BEGIN Dataset records

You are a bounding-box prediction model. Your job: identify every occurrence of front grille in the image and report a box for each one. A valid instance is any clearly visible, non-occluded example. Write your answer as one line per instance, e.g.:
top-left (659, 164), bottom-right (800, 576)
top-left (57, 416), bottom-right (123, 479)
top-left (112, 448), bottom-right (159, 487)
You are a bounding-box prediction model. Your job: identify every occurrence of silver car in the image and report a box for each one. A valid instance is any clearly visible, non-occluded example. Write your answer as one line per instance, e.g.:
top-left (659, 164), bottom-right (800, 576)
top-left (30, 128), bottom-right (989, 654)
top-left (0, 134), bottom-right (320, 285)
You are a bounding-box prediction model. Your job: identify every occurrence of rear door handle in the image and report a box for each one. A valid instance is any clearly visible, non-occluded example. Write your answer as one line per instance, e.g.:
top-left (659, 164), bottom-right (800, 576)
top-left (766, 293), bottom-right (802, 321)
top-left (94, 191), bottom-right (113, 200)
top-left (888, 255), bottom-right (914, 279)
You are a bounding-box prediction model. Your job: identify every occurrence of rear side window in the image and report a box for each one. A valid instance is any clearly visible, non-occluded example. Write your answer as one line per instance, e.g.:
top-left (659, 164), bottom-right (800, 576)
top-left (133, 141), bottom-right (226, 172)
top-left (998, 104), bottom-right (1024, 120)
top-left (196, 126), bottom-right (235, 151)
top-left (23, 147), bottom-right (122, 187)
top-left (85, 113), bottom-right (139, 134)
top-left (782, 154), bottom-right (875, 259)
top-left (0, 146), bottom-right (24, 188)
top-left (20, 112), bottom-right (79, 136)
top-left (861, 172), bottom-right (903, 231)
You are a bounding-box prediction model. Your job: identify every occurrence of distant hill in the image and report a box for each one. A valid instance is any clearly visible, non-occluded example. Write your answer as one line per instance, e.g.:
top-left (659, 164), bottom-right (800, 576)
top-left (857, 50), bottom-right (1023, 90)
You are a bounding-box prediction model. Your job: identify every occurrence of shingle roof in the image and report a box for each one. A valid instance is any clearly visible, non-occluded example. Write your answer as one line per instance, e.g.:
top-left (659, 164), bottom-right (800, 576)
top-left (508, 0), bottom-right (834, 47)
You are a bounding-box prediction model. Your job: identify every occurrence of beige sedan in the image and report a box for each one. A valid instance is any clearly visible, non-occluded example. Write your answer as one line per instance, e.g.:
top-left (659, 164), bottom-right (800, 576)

END Dataset records

**Try it:** Each record above should be transcribed exactly.

**Expected answer:**
You are a bounding-box prediction model. Your job: identify every occurrence of front grille in the image and report a box for each one. A valid instance is any clearly visible, non-occluded example. Write your answer as one line per instance, e.g.:
top-left (659, 164), bottom-right (800, 576)
top-left (57, 416), bottom-right (123, 479)
top-left (112, 448), bottom-right (159, 487)
You are a bounding-box prediction model. Your job: identify every occurrence of silver car in the image and report a box for each one. A valid instance is any clearly visible, non-occluded example. Write your answer as one line per instance, e.g.:
top-left (659, 164), bottom-right (800, 576)
top-left (30, 128), bottom-right (989, 654)
top-left (0, 134), bottom-right (320, 285)
You are a bounding-box prediction model. Your job: identify every occurrence of rear door handle in the image and report a box for each one. A valid instance is any clearly visible, non-occluded example. Write your answer as one line per instance, e.g.:
top-left (659, 164), bottom-right (800, 576)
top-left (766, 293), bottom-right (802, 321)
top-left (94, 191), bottom-right (113, 200)
top-left (888, 255), bottom-right (914, 279)
You are a bounding-box prediction model. Your job: identify every occurrence of rear side window in the image and report a box for each one. A valid instance is any clearly visible, non-occluded example. Write your answer as one line per instance, e.g.:
top-left (659, 164), bottom-right (800, 576)
top-left (133, 141), bottom-right (226, 172)
top-left (998, 104), bottom-right (1024, 120)
top-left (196, 126), bottom-right (235, 151)
top-left (23, 147), bottom-right (122, 187)
top-left (85, 113), bottom-right (139, 134)
top-left (782, 154), bottom-right (875, 259)
top-left (0, 146), bottom-right (24, 188)
top-left (20, 112), bottom-right (79, 136)
top-left (861, 172), bottom-right (903, 231)
You are a bounding-box prediction model. Your job: identify every occurrence of distant hill in the image and report a box for each one. A valid instance is any clearly visible, non-occluded example. Write your answer as one line per instance, e.g.:
top-left (659, 164), bottom-right (800, 576)
top-left (857, 50), bottom-right (1023, 90)
You are a bounding-box prediction model. Your job: identify every occurrence of shingle roof in the image and report a box for each one. A valid instance is any clearly visible, non-occluded example. Write your answer as one line per instance, e.g.:
top-left (659, 164), bottom-right (800, 576)
top-left (508, 0), bottom-right (834, 47)
You are a bounding-box prediction model. Your job: identify every occurrence of beige sedan in the image and report a box for each one. A valid instance is any clearly visible, non-occluded example. Write your answer as one line per instance, e.g.:
top-left (659, 164), bottom-right (800, 576)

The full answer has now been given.